> _What this task involves_: Every line below should be copied exactly; drop the pictures.

> _Records supplied_:
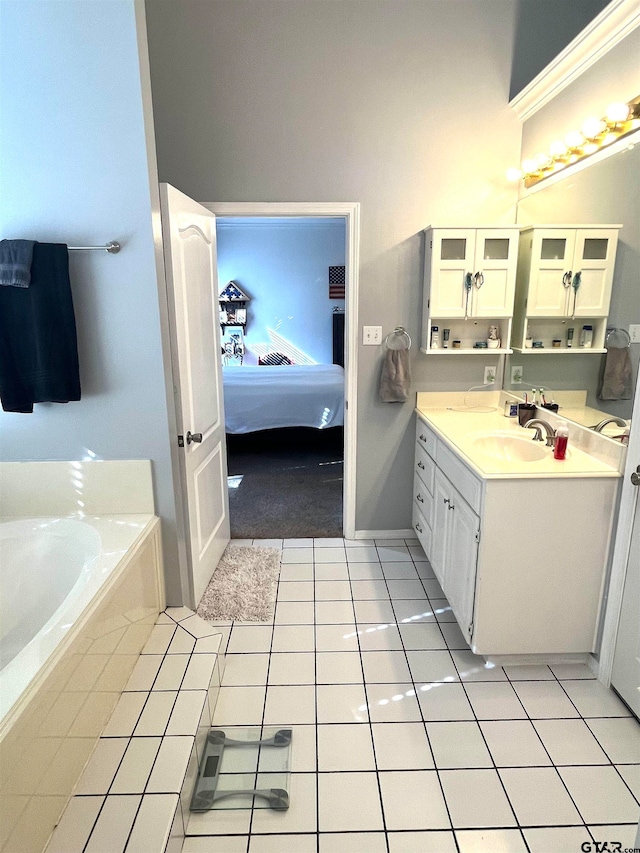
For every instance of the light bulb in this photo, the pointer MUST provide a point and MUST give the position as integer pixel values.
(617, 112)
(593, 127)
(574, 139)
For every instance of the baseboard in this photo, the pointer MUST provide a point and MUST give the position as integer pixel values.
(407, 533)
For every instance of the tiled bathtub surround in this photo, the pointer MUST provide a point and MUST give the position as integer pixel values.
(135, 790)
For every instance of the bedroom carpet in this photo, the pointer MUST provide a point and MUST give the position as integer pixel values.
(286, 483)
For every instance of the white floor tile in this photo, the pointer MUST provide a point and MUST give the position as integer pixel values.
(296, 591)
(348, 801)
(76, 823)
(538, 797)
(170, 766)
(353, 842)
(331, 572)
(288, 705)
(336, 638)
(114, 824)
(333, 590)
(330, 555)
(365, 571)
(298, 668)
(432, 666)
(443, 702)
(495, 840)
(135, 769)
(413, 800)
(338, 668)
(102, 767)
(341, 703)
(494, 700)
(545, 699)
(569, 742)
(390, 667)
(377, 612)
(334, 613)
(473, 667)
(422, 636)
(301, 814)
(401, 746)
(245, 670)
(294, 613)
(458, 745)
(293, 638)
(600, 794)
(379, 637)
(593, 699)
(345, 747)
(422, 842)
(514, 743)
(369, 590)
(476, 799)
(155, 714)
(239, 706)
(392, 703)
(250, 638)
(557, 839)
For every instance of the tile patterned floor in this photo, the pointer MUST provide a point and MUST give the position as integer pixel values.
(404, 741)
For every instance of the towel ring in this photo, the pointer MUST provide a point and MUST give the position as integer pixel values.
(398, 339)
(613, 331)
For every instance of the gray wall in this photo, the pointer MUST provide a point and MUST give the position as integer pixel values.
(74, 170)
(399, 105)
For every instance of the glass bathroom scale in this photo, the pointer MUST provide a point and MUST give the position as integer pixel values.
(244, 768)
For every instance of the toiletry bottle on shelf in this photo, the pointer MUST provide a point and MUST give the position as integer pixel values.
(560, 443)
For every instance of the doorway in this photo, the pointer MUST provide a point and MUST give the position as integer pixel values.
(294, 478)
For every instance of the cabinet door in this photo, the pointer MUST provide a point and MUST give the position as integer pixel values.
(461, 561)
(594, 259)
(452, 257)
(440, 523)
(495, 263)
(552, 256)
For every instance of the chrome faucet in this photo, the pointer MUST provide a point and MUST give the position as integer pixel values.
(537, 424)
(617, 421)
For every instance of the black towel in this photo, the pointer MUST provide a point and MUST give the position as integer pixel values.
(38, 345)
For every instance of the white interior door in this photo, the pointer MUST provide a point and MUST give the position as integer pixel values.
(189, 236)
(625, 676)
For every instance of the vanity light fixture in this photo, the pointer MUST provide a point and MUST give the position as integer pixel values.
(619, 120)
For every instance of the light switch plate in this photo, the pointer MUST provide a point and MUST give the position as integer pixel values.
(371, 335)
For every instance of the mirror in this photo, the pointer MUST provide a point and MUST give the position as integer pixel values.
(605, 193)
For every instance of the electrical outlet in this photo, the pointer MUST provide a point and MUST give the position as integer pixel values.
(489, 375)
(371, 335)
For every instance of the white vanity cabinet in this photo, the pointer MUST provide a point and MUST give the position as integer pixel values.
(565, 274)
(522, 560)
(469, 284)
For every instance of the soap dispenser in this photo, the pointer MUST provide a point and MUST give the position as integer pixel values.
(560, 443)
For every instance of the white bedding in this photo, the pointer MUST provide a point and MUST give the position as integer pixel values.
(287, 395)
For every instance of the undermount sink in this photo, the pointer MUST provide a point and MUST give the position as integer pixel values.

> _Final answer_:
For every instance of the light bulb in this photo, the pointer MUST provide a point and MUST give the position as integer pixel values.
(617, 112)
(593, 127)
(574, 139)
For every instance of the baseboard in this photo, the pointer MUST provide a point and MUST give the position as integer pixel values.
(407, 533)
For every instance of the tiled bathtub surround in this photo, the pointer MUST provide a point and MUST give the position as integer pixel values.
(135, 790)
For every instance of the bedroom carpet in this photo, the pointer MUST provide a point and MUST give the position as integer pixel values.
(286, 483)
For every instance of the white floor tile in this photo, the pointer MUST provide a point and MUST give the position as integer pixel values.
(296, 591)
(348, 801)
(76, 823)
(538, 797)
(170, 766)
(353, 842)
(331, 572)
(288, 705)
(336, 638)
(114, 824)
(333, 590)
(330, 555)
(365, 571)
(298, 668)
(432, 666)
(443, 702)
(495, 840)
(135, 769)
(413, 800)
(338, 668)
(102, 767)
(341, 703)
(494, 700)
(545, 699)
(569, 742)
(390, 667)
(377, 612)
(334, 613)
(473, 667)
(422, 636)
(301, 814)
(401, 746)
(245, 670)
(294, 613)
(458, 745)
(293, 638)
(600, 794)
(379, 637)
(593, 699)
(345, 747)
(422, 842)
(514, 743)
(369, 590)
(476, 799)
(155, 714)
(239, 706)
(392, 703)
(250, 638)
(557, 839)
For every instance of the tile patterned floor in this photo, the pointer MUST provide a point and MUST give the position as integer pixel values.
(404, 741)
For every instance of the towel ring in this photo, the pointer MUST provide a point and MUST give the position as integer pixel values.
(398, 339)
(613, 331)
For every instance of the gray wall in this photo, the pointer MUST provide a point and MUST give the position as integer pixel values.
(74, 170)
(399, 105)
For every instance of the glass bathroom scale in this photo, the pointer MUST provide a point and MUST give the position as integer pixel values.
(244, 768)
For every instance of the toiletry bottle on shelf in this photo, the pointer MUST provide a point and MUST give the position as integer pixel values.
(560, 443)
For every instance of the doorway in this photo, the pointer MUST provide a point and MUST give the position as integer pixel values.
(294, 478)
For every instance of the cabinet door in this photo, the pointer MUST provide a point and MUST give the position as integer pixel values.
(461, 561)
(594, 259)
(452, 257)
(440, 523)
(495, 263)
(552, 256)
For every instance of the chrome faucet in this photo, the pointer MUST provide a point and MUST give the position as integer pixel values.
(537, 424)
(617, 421)
For every instance of the black towel in this photo, the pointer MUST provide a point and MUST give the position as integer pixel values.
(38, 345)
For every instance of the white interior door in this photo, the pointer MUST provide a point and MUST give the position as integer pixel values.
(189, 236)
(625, 676)
For every instance of the vanity light fixture in this photo, the pointer MUST provide a point and MUST give the position as integer pixel values.
(619, 120)
For every instance of the light switch plate in this photo, the pointer MUST provide a point and MUST give the position as integer pixel values.
(371, 335)
For every instance of the mirror in this photo, the pointer MUST provide a point and MUST give the position as integer pixel values.
(605, 193)
For every instance of the electrical outlet in this photo, the pointer MUST provide a point and MUST give the position as integer pixel values.
(489, 375)
(371, 335)
For every instance of the white vanity cabinet in this photo, the pointer MUST provide a point and MUST give the position as integer pixel values.
(565, 274)
(522, 560)
(469, 284)
For every instance of the soap dispenser in this photo, the pointer MUST provide a point and MUST give the position as integer pixel values.
(560, 443)
For every instance of the white bedding in this photo, the pointer MUST provide a point and MUST give the position as integer pixel values.
(287, 395)
For every instance of the undermount sink in this photo, the pointer MUST provide a point and MUST give the position as integer pixel values.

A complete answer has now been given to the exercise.